● **EXERCISE 1**: List every feature of the pit enclosures described in the passage on rattlesnake pit farming below.
● **EXERCISE 2**: According to the passage on rattlesnake pit farming below, what do venomous reptiles require across the US?

Begin PASSAGE

Thank you for posting that! I found it very interesting. :D

I toyed for a little while with pit farming rattlesnakes - digging swimming pool sized enclosures with straight, smooth sides, and well planted with native flora - but gave the idea up when I thought of the combo of my kids and rattlesnakes.

A bad mix! :lol:
 
Also quite illegal. Some warmer states might allow for outdoor enclosures but venomous reptiles require a license and inspection across the US. Aside from seeing the snakes are cared for they also make sure they are properly secured and cannot be accessed unsupervised. Usually locked enclosures in a locked room or separate building. Bad, bad things happen to your money and ability to keep animals in the future if you illegally keep unsecured venomous reptiles.

End PASSAGE
Begin GIVEN DATA

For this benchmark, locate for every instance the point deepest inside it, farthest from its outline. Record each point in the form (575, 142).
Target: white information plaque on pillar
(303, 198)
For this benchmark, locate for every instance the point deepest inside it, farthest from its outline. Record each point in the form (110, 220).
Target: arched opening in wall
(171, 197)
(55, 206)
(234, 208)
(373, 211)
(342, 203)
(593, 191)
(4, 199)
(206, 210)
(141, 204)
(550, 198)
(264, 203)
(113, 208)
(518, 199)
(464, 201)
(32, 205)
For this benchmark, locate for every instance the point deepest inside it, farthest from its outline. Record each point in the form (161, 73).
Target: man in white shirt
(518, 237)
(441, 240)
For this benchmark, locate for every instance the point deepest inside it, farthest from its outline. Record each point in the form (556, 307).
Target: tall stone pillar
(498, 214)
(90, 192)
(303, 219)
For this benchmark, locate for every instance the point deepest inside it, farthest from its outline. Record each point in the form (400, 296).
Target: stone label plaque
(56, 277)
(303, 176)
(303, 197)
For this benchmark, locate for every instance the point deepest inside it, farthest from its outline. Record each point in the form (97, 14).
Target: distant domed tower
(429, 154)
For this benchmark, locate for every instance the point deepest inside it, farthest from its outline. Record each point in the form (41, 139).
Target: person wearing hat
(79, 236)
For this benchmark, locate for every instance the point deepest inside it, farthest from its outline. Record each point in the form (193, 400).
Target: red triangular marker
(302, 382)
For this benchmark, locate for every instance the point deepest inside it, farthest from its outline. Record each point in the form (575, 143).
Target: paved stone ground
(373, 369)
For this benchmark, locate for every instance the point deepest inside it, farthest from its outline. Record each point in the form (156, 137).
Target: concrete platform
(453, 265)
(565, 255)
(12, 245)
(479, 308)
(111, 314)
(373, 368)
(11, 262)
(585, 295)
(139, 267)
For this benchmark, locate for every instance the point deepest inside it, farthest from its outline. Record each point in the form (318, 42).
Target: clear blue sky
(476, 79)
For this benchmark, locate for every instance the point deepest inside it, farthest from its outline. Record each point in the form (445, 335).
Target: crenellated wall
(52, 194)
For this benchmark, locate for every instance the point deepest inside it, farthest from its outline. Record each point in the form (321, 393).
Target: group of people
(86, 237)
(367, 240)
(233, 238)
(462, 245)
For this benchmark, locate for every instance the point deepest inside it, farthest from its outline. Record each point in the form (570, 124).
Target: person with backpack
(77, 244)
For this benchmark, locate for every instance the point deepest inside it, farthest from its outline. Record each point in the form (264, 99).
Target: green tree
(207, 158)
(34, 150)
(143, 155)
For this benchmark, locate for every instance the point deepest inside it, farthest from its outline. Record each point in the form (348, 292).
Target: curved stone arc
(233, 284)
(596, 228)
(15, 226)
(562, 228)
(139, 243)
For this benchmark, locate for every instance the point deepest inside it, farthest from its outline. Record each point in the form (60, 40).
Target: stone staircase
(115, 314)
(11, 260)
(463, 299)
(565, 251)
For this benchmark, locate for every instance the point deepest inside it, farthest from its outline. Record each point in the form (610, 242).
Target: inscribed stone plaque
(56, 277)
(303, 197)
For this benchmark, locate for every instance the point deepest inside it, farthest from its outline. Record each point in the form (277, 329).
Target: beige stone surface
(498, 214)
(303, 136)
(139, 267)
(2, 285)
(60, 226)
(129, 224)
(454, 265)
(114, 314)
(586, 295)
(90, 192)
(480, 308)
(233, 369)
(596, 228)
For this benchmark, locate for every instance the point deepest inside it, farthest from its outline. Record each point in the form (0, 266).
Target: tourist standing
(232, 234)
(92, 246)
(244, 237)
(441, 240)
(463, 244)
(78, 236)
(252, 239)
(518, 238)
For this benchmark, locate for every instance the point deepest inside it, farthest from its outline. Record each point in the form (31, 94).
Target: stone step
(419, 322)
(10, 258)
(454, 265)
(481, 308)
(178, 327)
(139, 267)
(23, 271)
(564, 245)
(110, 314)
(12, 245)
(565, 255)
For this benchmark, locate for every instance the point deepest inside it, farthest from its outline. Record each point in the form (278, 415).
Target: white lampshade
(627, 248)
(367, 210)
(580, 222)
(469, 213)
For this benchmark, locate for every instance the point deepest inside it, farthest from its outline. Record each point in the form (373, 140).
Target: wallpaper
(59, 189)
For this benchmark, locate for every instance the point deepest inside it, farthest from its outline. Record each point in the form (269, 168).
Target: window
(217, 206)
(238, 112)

End GIVEN DATA

● **ANSWER 1**:
- Swimming pool sized
- Straight, smooth sides
- Well planted with native flora

● **ANSWER 2**: A license and inspection.